## Work instructions
Count the lines in the items below that contain the string "mesh", and give only that number.

## Material for the task
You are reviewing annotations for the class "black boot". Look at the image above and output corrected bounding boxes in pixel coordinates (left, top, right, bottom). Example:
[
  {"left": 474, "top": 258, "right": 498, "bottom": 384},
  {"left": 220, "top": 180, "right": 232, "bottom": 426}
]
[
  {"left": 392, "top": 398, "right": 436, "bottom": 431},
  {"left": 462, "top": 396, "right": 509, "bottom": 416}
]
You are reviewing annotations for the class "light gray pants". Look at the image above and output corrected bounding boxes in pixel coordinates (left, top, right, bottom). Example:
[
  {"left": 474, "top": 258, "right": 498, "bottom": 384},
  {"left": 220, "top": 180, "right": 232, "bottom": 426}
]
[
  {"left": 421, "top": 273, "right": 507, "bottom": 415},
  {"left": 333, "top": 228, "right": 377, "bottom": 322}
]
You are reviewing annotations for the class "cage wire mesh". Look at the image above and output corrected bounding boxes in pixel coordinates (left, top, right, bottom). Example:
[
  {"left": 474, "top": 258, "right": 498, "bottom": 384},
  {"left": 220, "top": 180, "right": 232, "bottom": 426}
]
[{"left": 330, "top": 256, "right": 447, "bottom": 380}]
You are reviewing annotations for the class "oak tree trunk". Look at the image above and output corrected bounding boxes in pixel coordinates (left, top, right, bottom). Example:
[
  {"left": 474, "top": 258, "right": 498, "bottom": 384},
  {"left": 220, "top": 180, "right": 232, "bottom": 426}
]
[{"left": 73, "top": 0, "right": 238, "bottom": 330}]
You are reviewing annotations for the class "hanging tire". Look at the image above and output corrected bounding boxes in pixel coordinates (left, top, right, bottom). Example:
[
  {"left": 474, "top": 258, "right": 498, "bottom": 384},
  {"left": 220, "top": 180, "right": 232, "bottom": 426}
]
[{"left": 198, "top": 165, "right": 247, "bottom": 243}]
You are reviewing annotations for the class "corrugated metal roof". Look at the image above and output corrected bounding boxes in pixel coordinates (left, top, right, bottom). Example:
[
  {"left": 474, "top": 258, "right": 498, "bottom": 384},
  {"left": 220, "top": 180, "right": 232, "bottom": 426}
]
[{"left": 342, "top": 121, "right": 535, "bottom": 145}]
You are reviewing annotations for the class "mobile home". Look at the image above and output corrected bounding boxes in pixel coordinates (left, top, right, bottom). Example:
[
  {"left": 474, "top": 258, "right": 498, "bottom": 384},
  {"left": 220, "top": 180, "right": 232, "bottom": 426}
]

## Problem solution
1